| Problem statement |
Output the records below as a two-column CSV headed text,points, with one row for each line of wording and the coordinates given under it. Put each value in a double-quoted field with line breaks replaced by spaces, and leave out the pictures.
─── Information given ───
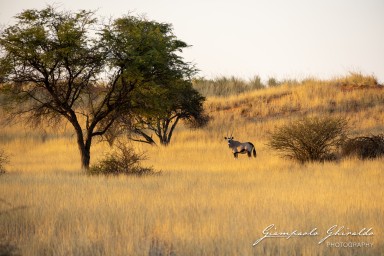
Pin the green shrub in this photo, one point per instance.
(122, 161)
(365, 147)
(310, 139)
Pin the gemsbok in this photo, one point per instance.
(241, 147)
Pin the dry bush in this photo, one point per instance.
(356, 80)
(364, 147)
(310, 139)
(123, 161)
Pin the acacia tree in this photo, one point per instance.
(178, 102)
(51, 65)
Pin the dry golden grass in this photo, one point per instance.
(204, 202)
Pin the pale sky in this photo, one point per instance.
(270, 38)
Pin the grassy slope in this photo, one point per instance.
(204, 203)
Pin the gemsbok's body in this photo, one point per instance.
(241, 147)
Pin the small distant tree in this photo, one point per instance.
(309, 139)
(178, 102)
(124, 160)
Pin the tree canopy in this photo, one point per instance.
(57, 65)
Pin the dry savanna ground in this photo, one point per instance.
(204, 202)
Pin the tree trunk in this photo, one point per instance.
(85, 153)
(84, 147)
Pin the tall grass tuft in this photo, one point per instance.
(226, 86)
(357, 80)
(3, 160)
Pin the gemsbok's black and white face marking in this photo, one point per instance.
(240, 147)
(229, 140)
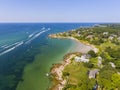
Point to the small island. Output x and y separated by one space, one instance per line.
96 69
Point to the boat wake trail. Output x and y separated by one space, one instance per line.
10 49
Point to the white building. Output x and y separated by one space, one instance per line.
93 73
81 59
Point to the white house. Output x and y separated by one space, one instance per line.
92 73
99 61
81 59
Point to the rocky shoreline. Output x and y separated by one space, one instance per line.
57 69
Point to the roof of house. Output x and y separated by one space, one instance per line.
92 73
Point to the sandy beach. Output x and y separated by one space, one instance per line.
57 69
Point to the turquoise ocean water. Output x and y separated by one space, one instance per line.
27 54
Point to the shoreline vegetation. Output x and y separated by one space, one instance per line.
101 62
57 69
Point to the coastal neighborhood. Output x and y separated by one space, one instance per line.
99 68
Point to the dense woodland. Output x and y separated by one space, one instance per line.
106 37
───
| Worked solution |
text,points
"Pin the green shrub in this photo, one point per instance.","(122, 161) (365, 147) (310, 139)"
"Pin the gemsbok in this photo, one point per instance.","(241, 147)"
"Pin the dry bush in this photo, one point per instance.","(356, 80) (364, 147) (310, 139) (123, 161)"
"Pin the acacia tree in this photo, one point per instance.","(178, 102) (51, 65)"
"Pin the dry golden grass in this photo, one point per instance.","(204, 202)"
"Pin the pale sky in this photo, one point per instance.","(270, 38)"
"Pin the grassy slope in this photo, one point per instance.","(204, 203)"
"Pin the gemsbok's body in this photo, one point per instance.","(241, 147)"
"Pin the small distant tree in this photo, one point per instance.","(309, 139) (178, 102) (124, 160)"
"Pin the tree canopy in this photo, one point per instance.","(57, 65)"
"Pin the dry savanna ground in this photo, one point per instance.","(204, 202)"
"Pin the tree trunk in this photo, one point per instance.","(85, 153) (84, 147)"
"Pin the tall grass tuft in this photo, one point per instance.","(226, 86) (357, 80) (3, 160)"
"Pin the gemsbok's black and white face marking in this photo, one point per instance.","(240, 147) (229, 140)"
"Point to the small island. Output x and y separated by one space, one instance per line.","96 69"
"Point to the boat wake trail. Output x and y separated by one space, one instance per line.","10 49"
"Point to the white building. Output x and y separated by one space, one instance per line.","93 73 81 59"
"Point to the white house. Output x and y separated by one space, one instance per line.","92 73 99 61 81 59"
"Point to the rocky shoreline. Output x and y separated by one space, one instance per line.","57 69"
"Point to the roof of house. Output x and y separated by one space, one instance per line.","92 73"
"Point to the sandy beach. Output x and y separated by one space, one instance per line.","57 69"
"Point to the turquoise ocean water. Output x and y separated by one space, one instance per line.","27 54"
"Point to the shoreline vegetation. Output x and y separated by one space, one instance per line.","101 62 57 69"
"Point to the coastal neighborhood. Output x and y separated by one space, one instance per line.","99 68"
"Point to the dense woodland. Output x and y separated by one space, one instance per line.","106 37"